- EXTRACTED TEXT
* BEGIN *

## App prediction server
I use ipynb because I use remote kernel and would be a pain otherwise, LDA model is 1.9 GB

In [25]:
%pip install flask nltk


Note: you may need to restart the kernel to use updated packages.


In [26]:
from flask import Flask, request
from scipy.sparse import hstack
import pickle
import string
import re
from nltk.tokenize import word_tokenize
from nltk.stem import PorterStemmer
from nltk.corpus import stopwords
import nltk
import joblib

nltk.download("stopwords")
nltk.download("punkt")


[nltk_data] Downloading package stopwords to /home/amogus/nltk_data...
[nltk_data]   Package stopwords is already up-to-date!
[nltk_data] Downloading package punkt to /home/amogus/nltk_data...
[nltk_data]   Package punkt is already up-to-date!


True

In [29]:
def preprocess(text, stopword_set, stemmer):
    cleaned_text = text.translate(str.maketrans('', '', '!"#$%&\'()*+,.<=>?@[]^`{|}~' + u'\xa0'))
    cleaned_text = cleaned_text.lower()
    cleaned_text = cleaned_text.translate(str.maketrans(string.whitespace, ' ' * len(string.whitespace), ''))
    cleaned_text = ' '.join(['_variable_with_underscore' if '_' in t else t for t in cleaned_text.split()])

* END *

- DATA LISTING
* BEGIN *

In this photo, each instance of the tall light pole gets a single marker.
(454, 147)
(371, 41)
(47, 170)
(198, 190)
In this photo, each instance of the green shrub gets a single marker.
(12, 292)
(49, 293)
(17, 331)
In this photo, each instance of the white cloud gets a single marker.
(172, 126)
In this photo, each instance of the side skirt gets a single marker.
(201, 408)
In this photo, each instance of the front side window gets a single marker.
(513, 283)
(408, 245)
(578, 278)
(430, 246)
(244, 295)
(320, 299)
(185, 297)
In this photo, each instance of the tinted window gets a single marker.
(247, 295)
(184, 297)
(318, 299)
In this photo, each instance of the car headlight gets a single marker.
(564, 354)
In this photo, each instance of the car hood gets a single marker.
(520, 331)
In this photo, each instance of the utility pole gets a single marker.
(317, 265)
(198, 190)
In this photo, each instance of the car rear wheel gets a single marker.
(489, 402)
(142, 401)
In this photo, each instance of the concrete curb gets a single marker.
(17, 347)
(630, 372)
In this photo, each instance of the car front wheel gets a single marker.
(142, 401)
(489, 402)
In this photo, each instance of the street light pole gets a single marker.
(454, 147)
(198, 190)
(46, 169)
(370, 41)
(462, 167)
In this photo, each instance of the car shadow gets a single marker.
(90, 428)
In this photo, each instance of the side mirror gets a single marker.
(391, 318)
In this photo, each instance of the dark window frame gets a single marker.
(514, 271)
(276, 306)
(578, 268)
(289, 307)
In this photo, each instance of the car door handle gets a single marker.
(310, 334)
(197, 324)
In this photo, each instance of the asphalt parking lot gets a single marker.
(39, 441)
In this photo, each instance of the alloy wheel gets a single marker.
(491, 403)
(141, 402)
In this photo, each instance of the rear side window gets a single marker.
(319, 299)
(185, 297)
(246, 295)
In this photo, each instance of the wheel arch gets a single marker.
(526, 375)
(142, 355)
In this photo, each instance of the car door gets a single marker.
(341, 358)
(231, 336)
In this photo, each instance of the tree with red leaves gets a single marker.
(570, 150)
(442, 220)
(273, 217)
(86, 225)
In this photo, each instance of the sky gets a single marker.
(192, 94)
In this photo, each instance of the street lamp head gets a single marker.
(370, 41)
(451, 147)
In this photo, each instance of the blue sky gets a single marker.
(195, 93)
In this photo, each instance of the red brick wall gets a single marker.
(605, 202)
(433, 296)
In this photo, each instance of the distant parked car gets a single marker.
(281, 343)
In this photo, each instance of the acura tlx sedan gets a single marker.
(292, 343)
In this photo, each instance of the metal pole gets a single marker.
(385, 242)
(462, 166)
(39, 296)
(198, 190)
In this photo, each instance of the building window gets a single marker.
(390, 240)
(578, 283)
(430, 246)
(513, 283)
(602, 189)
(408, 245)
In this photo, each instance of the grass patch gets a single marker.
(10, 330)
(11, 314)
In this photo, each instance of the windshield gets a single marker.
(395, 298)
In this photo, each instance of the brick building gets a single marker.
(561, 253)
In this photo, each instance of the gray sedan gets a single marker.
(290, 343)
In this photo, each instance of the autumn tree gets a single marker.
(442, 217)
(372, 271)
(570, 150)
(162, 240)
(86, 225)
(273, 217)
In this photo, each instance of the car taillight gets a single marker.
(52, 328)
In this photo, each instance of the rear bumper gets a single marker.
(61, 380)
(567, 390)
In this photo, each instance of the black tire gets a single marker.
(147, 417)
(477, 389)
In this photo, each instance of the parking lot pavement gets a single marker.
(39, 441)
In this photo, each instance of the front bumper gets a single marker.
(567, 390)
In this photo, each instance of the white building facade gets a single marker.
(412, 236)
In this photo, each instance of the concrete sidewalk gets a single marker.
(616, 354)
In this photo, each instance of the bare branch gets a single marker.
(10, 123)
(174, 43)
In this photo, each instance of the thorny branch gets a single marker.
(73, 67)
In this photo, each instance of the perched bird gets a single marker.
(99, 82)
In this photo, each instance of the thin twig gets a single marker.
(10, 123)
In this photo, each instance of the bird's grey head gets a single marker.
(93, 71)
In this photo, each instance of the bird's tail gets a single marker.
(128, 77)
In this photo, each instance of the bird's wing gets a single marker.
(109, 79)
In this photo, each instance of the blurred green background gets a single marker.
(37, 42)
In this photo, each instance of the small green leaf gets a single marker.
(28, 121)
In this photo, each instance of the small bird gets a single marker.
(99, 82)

* END *

- WRITTEN TASKS
[A] From the prediction server notebook, output the passage that begins with the words containing "[nltk_data] Downloading package stopwords" and ends with "punkt is already up-to-date!", copied word for word.
[B] According to the prediction server notebook, how large is the LDA model?
[C] Resume the prediction server notebook, picking up right after its final line.
These records were taken from another source.

- EXPECTED OUTPUTS
[A]
[nltk_data] Downloading package stopwords to /home/amogus/nltk_data...
[nltk_data]   Package stopwords is already up-to-date!
[nltk_data] Downloading package punkt to /home/amogus/nltk_data...
[nltk_data]   Package punkt is already up-to-date!

[B] The LDA model is 1.9 GB.

[C]
    cleaned_text = ' '.join(['_variable_with_dash' if '-' in t else t for t in cleaned_text.split()])
    cleaned_text = ' '.join(['_long_variable_name' if len(t) > 15 and t[0] != '#' else t for t in cleaned_text.split()])
    cleaned_text = ' '.join(['_weburl' if t.startswith('http') and '/' in t else t for t in cleaned_text.split()])
    cleaned_text = ' '.join(['_number' if re.sub('[\\/;:_-]', '', t).isdigit() else t for t in cleaned_text.split()])
    cleaned_text = ' '.join(['_variable_    with_address' if re.match('.*0x[0-9a-f].*', t) else t for t in cleaned_text.split()])
    cleaned_text = ' '.join(['_name_with_number' if re.match('.*[a-f]*:[0-9]*', t) else t for t in cleaned_text.split()])
    cleaned_text = ' '.join(['_number_starts_with_one_character' if re.match('[a-f][0-9].*', t) else t for t in cleaned_text.split()])
    cleaned_text = ' '.join(['_number_starts_with_three_characters' if re.match('[a-f]{3}[0-9].*', t) else t for t in cleaned_text.split()])
    cleaned_text = ' '.join(['_version' if any(i.isdigit() for i in t) and t.startswith('v') else t for t in cleaned_text.split()])
    cleaned_text = ' '.join(['_localpath' if ('\\' in t or '/' in t) and ':' not in t else t for t in cleaned_text.split()])
    cleaned_text = ' '.join(['_image_size' if t.endswith('px') else t for t in cleaned_text.split()])
    tokenized_text = word_tokenize(cleaned_text)

    sw_removed_text = [word for word in tokenized_text if word not in stopword_set]
    sw_removed_text = [word for word in sw_removed_text if len(word) > 2]
    stemmed_text = ' '.join([stemmer.stem(w) for w in sw_removed_text])

    return stemmed_text


app = Flask(__name__)

app.tfidf_vectorizer = joblib.load('resources/tfidf_model.joblib')
app.count_vectorizer = joblib.load('resources/count_model.joblib')
app.lda = joblib.load('resources/lda_model.joblib')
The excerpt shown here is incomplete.